# EXERCISE MATERIAL
################
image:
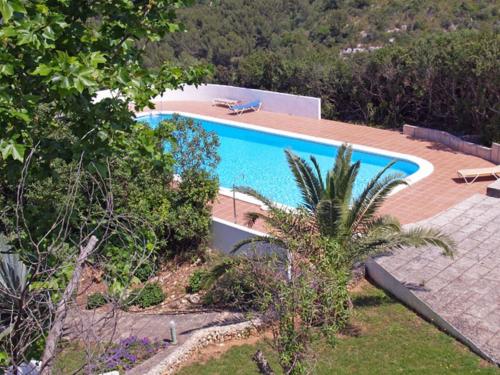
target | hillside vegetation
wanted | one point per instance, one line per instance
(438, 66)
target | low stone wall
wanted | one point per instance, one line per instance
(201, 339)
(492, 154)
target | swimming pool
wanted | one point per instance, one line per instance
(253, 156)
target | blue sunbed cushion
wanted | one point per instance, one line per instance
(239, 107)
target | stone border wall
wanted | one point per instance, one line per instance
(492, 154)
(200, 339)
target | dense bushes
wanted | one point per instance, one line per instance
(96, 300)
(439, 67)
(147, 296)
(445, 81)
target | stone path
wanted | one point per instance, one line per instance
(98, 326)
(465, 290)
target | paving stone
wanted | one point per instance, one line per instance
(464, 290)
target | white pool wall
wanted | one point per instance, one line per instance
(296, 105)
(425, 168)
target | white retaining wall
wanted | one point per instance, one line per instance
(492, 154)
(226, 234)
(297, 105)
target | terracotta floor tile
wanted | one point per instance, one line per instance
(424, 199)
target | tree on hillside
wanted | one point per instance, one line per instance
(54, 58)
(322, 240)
################
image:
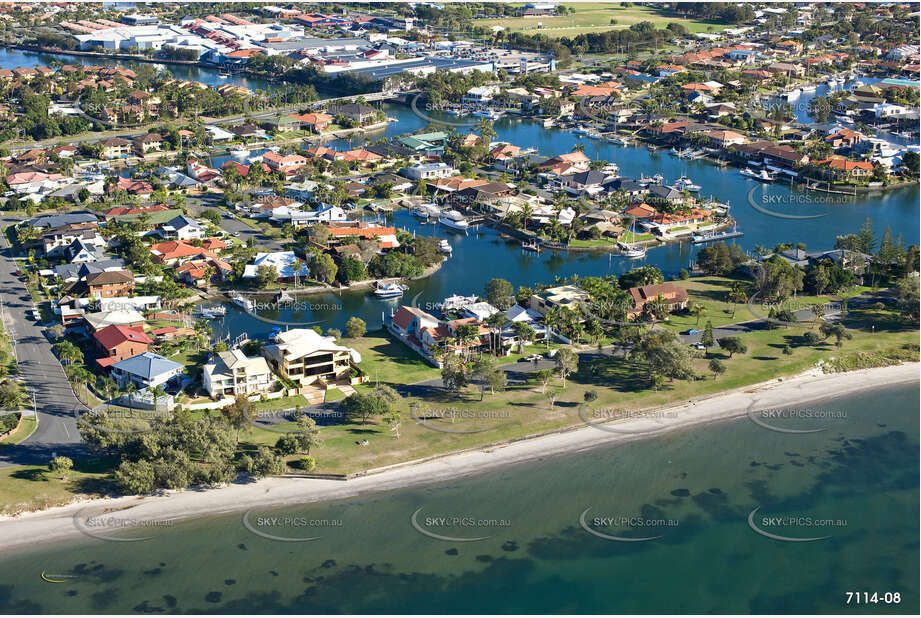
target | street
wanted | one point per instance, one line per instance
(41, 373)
################
# INSTRUCTIONS TO FOLLOW
For every line in the data above that has the string "hillside", return that line.

# RESPONSE AREA
target | hillside vegetation
target | tree on hillside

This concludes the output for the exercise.